# Listed entries
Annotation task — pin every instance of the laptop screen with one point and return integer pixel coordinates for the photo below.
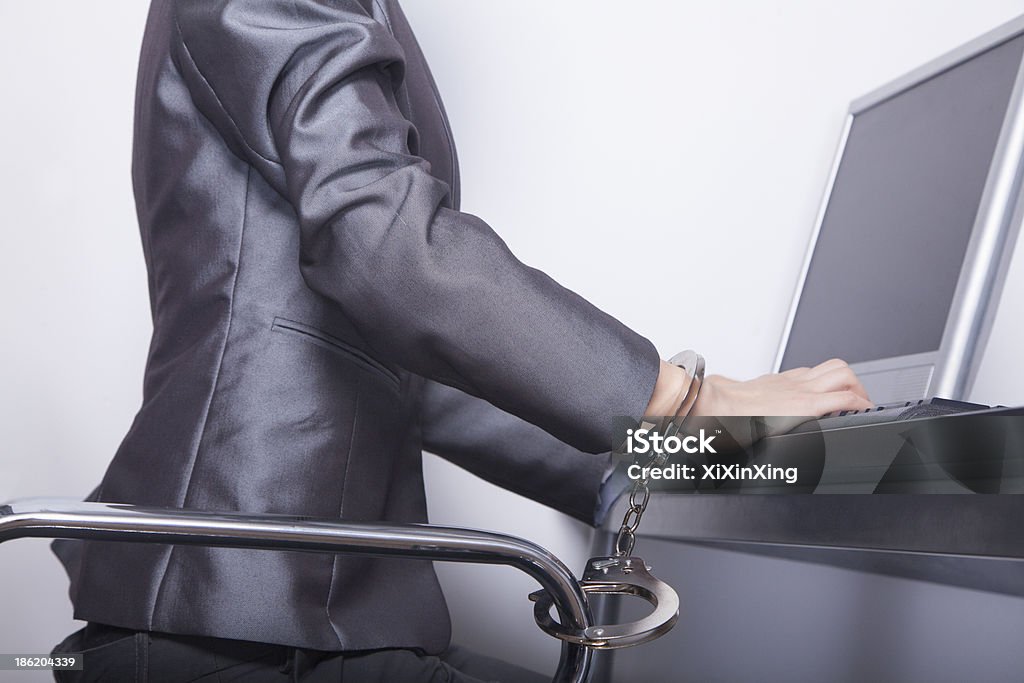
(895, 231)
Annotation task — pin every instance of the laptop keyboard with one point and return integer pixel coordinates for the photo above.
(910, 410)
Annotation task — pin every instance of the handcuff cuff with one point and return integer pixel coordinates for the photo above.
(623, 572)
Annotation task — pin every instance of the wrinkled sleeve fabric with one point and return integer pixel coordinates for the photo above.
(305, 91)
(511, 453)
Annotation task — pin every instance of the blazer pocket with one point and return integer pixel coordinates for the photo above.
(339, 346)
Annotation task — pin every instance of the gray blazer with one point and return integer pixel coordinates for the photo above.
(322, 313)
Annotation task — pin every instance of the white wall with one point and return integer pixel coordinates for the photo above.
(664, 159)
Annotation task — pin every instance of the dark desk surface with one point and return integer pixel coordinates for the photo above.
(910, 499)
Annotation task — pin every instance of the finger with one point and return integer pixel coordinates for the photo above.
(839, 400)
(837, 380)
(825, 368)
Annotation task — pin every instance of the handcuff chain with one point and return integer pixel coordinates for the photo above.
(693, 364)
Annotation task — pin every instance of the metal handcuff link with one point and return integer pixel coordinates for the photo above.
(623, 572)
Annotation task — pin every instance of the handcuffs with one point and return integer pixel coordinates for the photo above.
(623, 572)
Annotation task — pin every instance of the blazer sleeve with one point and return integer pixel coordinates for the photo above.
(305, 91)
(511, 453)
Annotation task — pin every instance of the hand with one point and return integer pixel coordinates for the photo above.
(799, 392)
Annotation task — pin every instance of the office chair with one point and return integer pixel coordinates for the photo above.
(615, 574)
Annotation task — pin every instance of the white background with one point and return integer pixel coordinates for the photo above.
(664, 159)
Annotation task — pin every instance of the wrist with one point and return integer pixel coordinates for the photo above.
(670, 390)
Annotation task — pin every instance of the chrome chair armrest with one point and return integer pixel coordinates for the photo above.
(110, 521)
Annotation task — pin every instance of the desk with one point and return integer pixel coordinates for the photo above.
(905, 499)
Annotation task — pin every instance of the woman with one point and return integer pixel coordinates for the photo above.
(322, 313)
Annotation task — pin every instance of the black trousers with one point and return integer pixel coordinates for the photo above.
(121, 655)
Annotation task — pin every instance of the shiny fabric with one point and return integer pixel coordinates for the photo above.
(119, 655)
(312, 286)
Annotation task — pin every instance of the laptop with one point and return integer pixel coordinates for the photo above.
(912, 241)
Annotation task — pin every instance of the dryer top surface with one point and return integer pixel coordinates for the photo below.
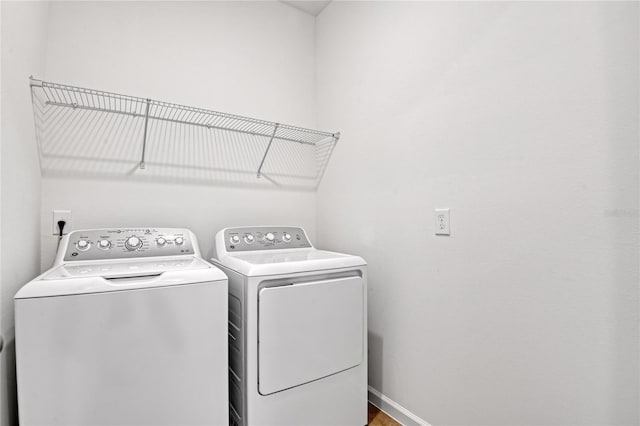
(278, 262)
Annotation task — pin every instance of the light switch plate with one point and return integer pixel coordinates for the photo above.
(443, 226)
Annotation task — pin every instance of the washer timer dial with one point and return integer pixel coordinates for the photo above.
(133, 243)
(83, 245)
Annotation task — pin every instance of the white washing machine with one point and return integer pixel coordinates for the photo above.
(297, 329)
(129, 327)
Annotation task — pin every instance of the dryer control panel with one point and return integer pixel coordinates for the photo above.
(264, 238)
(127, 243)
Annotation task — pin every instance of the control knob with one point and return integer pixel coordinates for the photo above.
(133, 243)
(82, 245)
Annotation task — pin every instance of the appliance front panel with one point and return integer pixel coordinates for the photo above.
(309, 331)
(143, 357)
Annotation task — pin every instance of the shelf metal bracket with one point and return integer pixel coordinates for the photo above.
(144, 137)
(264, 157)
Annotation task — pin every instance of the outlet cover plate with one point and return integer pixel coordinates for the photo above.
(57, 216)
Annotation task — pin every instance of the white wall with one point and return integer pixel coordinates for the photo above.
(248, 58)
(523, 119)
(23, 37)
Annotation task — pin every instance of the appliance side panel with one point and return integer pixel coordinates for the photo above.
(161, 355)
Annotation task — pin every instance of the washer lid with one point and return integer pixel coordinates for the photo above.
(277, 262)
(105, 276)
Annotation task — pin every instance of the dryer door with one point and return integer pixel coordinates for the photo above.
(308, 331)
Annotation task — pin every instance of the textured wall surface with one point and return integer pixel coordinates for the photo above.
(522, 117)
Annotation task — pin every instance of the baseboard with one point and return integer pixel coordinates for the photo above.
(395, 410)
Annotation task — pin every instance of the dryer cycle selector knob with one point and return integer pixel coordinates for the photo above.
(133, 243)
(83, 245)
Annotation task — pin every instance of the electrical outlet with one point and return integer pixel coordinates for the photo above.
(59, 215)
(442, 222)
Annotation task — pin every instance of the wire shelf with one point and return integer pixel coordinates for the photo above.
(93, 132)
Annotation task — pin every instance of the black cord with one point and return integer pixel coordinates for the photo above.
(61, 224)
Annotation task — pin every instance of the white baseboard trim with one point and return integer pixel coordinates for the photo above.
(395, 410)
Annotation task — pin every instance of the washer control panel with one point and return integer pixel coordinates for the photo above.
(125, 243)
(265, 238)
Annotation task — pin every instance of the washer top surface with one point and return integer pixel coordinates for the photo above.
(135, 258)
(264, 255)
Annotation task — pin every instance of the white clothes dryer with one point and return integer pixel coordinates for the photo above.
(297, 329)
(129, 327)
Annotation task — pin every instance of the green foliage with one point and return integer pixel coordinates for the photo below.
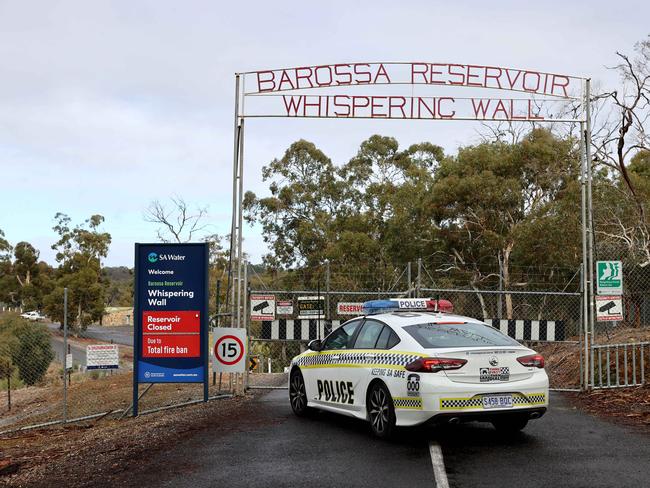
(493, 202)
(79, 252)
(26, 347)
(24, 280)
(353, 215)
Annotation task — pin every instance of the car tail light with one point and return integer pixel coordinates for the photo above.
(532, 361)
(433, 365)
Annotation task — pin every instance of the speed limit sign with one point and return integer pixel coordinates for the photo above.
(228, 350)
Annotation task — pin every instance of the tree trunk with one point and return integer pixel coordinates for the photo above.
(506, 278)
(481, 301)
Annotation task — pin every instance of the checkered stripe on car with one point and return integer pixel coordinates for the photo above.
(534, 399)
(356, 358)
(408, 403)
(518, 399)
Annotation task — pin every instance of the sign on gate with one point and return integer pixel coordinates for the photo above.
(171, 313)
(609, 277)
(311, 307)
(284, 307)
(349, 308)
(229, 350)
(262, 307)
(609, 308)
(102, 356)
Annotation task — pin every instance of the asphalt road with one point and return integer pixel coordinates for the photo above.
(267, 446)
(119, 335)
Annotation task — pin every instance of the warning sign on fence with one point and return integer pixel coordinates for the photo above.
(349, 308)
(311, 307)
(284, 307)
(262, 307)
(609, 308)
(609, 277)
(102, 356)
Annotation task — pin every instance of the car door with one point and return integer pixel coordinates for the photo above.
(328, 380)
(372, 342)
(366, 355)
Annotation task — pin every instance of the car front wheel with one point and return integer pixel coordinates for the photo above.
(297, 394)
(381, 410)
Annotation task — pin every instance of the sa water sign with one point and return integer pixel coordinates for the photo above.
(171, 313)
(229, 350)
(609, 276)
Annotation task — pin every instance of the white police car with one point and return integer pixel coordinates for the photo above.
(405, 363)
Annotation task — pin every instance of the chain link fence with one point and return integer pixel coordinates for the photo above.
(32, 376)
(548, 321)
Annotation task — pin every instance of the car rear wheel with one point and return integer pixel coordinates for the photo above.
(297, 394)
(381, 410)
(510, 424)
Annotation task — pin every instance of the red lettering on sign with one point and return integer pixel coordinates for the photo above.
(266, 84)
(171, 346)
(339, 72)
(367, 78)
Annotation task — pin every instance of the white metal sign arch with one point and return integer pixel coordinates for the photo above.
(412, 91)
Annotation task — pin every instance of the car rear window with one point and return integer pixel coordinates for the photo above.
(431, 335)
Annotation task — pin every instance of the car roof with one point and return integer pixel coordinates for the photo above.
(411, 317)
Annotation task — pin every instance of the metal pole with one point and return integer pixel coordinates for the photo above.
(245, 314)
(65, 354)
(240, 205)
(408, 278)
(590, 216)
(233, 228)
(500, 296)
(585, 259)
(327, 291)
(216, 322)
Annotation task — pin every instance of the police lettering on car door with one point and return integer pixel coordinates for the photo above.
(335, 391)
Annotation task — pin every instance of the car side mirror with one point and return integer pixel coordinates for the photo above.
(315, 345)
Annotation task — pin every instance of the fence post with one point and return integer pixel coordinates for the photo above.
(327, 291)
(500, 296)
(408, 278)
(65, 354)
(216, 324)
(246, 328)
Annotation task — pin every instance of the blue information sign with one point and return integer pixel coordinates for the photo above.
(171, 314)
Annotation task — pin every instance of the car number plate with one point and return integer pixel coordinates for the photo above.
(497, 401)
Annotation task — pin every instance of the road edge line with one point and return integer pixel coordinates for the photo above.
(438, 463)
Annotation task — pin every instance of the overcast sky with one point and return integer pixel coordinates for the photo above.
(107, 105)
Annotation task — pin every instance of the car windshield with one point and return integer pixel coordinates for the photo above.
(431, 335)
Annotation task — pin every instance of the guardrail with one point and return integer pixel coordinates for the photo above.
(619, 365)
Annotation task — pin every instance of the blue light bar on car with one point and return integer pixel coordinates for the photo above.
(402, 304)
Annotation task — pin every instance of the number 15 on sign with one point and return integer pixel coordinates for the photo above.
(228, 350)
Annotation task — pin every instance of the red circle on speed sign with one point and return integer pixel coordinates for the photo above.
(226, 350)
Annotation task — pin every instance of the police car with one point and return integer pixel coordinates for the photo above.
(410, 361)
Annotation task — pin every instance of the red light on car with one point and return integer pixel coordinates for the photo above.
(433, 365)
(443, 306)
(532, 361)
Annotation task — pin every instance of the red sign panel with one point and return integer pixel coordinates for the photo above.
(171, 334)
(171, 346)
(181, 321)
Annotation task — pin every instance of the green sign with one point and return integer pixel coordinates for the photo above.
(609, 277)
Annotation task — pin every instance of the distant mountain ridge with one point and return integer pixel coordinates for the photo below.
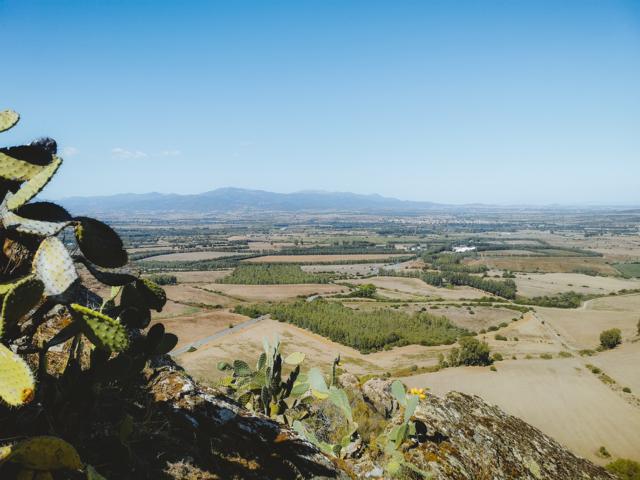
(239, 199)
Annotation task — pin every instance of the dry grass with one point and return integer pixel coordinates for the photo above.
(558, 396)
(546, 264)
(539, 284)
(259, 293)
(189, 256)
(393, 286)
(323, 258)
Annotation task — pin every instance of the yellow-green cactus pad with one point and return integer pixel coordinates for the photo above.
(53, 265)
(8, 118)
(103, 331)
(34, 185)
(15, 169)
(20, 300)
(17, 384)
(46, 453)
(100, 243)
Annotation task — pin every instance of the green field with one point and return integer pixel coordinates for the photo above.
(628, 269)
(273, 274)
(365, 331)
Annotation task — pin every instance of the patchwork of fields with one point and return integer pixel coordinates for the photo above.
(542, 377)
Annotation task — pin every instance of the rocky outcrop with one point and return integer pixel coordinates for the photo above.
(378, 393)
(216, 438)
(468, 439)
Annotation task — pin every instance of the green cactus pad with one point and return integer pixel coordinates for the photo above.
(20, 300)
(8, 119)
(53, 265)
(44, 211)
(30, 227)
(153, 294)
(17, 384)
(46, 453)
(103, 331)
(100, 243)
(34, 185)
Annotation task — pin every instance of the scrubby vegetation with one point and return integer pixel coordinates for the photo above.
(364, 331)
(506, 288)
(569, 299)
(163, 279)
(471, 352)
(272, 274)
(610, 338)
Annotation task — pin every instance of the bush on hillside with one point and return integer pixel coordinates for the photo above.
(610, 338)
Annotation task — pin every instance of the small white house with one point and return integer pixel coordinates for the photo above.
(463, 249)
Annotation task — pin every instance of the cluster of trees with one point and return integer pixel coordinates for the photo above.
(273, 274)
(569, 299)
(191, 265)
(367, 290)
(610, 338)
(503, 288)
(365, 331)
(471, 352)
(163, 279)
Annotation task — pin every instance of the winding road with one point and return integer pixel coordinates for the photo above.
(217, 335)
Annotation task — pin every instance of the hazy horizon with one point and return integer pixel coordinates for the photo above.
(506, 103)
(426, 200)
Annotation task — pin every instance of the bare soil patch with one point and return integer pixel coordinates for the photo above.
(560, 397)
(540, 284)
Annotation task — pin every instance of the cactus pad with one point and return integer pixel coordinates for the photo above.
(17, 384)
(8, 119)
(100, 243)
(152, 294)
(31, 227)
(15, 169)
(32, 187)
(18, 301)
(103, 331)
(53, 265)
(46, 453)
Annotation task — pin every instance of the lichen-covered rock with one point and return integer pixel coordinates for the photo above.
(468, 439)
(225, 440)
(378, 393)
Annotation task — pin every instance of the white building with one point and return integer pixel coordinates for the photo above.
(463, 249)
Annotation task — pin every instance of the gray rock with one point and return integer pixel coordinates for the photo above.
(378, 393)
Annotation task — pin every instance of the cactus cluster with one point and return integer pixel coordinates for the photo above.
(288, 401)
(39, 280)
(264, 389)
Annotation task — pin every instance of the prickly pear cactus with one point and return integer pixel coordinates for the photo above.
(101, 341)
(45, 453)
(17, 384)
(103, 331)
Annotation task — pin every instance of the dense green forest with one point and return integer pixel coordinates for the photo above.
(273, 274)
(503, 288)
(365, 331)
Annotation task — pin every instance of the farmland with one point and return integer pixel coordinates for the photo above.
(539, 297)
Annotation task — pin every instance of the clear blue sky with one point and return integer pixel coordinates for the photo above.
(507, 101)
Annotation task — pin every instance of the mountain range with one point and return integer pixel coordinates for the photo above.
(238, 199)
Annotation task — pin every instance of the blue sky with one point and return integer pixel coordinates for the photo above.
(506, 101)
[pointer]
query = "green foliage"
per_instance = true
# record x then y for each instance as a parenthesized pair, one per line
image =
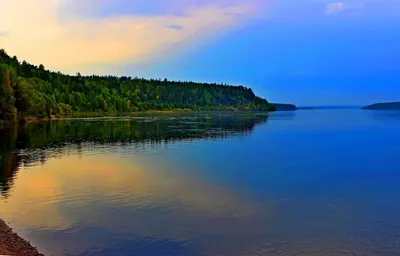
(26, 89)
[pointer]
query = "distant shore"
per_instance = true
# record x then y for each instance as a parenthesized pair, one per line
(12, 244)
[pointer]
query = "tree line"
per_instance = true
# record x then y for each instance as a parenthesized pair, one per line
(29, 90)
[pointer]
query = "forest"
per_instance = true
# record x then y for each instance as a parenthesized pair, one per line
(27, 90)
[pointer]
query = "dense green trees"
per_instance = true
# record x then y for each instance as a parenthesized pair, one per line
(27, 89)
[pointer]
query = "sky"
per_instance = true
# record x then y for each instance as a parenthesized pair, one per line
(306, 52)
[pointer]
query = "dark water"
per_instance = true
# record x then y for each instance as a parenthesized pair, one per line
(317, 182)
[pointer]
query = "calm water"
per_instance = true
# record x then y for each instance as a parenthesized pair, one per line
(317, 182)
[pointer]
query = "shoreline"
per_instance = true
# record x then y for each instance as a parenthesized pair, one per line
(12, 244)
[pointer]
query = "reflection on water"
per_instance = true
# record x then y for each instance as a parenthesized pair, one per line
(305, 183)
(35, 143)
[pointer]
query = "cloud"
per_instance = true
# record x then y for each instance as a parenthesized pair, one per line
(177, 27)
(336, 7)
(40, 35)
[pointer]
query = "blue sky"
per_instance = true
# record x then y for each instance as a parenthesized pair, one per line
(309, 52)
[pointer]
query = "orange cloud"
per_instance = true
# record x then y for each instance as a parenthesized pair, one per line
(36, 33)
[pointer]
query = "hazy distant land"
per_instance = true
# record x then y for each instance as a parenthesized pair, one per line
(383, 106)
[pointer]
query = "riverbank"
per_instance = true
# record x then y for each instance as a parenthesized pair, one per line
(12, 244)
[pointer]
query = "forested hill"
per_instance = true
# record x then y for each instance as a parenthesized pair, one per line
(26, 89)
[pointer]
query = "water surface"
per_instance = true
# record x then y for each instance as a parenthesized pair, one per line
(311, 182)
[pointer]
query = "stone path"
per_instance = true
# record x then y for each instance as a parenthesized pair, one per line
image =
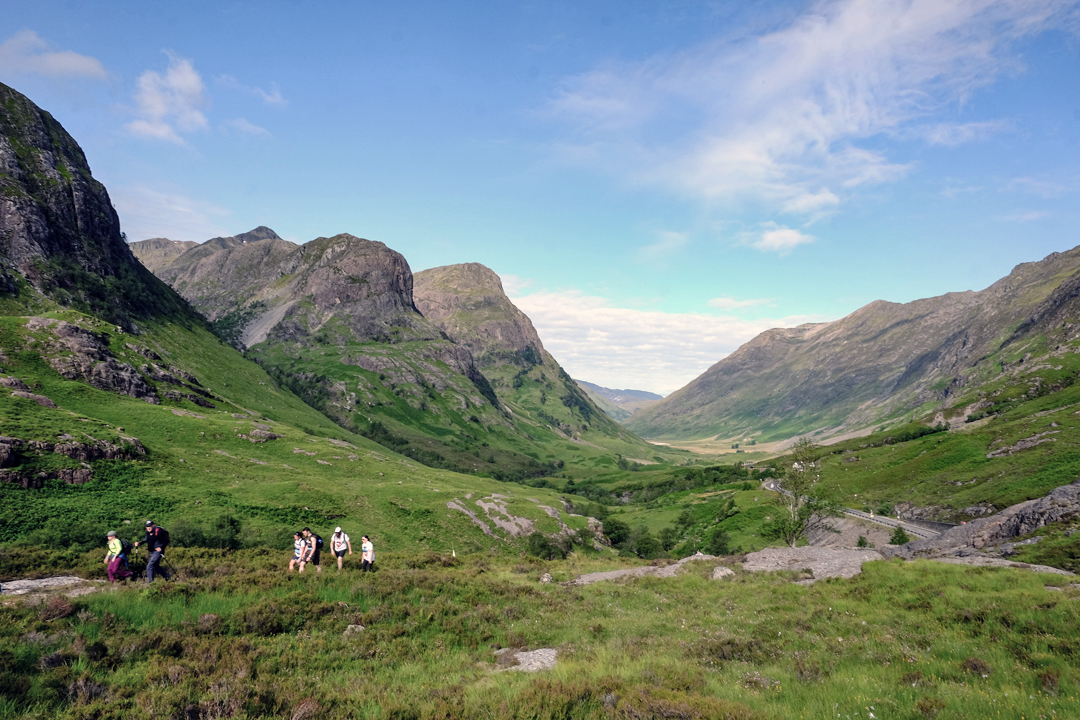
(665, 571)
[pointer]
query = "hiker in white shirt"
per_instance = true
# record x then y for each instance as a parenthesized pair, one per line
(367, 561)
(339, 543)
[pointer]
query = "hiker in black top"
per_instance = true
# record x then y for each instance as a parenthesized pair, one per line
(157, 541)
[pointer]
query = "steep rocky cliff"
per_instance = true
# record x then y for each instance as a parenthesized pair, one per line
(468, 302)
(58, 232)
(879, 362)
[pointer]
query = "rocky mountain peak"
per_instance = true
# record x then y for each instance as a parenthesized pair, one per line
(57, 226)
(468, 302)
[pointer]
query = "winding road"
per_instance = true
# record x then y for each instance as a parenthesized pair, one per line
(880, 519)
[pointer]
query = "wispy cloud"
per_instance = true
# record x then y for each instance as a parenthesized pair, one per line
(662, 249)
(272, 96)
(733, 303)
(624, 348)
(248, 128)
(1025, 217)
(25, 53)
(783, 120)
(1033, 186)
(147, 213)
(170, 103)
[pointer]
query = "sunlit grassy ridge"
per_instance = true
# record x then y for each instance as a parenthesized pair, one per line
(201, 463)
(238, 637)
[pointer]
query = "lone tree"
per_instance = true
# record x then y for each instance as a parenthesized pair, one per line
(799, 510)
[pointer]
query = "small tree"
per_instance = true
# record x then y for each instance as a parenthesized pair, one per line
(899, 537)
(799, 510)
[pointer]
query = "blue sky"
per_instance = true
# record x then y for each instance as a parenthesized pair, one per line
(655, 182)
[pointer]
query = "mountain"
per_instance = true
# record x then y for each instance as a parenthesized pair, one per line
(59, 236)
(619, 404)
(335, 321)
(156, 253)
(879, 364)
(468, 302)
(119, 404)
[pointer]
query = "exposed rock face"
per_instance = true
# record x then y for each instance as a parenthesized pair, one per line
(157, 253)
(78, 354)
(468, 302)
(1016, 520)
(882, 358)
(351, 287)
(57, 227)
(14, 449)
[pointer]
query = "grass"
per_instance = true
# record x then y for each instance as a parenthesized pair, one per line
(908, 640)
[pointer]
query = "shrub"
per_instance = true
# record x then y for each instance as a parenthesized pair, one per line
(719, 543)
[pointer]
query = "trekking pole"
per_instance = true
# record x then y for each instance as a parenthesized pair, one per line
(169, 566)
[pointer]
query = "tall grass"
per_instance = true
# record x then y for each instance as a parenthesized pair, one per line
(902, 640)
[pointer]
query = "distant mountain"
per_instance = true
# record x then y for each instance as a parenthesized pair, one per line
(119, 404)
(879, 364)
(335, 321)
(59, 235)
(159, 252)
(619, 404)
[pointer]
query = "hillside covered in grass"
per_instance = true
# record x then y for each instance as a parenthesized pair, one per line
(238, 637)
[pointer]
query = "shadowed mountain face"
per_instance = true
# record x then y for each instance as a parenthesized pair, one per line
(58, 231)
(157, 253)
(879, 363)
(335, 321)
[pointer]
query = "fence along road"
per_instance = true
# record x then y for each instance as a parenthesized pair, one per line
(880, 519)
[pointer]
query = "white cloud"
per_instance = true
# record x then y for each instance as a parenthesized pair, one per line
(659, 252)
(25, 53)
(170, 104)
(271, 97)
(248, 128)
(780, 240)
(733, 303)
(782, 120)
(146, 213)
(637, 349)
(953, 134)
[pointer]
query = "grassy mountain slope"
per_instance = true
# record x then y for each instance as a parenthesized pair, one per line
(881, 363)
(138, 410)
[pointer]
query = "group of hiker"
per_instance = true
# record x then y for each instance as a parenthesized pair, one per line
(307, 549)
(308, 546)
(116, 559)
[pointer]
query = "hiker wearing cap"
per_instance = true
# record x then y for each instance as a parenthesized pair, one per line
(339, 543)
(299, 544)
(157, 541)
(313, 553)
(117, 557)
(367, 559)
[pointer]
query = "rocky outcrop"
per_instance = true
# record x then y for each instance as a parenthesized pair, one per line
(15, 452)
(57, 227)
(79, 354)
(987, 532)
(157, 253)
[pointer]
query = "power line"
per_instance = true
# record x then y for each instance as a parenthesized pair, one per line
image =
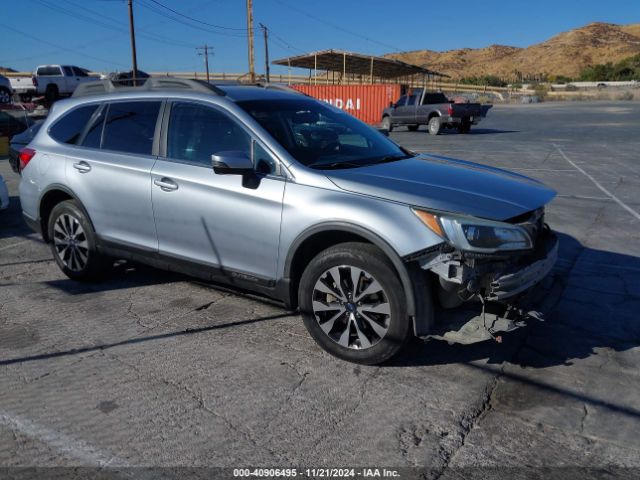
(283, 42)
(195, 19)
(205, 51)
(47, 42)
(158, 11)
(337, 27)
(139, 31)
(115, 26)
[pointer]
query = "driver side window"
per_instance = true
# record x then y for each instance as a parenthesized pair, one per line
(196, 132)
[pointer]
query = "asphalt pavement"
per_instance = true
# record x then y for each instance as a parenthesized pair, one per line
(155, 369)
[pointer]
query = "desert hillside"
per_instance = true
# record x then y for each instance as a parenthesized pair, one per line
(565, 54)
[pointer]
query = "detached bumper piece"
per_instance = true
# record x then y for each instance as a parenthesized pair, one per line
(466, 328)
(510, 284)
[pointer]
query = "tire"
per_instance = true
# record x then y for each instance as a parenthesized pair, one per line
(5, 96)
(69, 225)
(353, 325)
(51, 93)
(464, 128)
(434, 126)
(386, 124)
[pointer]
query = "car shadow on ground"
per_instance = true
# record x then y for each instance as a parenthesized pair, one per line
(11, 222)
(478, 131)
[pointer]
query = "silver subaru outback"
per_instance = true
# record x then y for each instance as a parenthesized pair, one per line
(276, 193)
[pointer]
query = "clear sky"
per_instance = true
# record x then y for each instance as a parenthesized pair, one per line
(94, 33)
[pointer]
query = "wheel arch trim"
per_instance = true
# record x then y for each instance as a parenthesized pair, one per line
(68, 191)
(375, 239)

# Your objective
Indicate how many lines in the records above contain the word "grassy", giving only the number.

# Exercise answer
2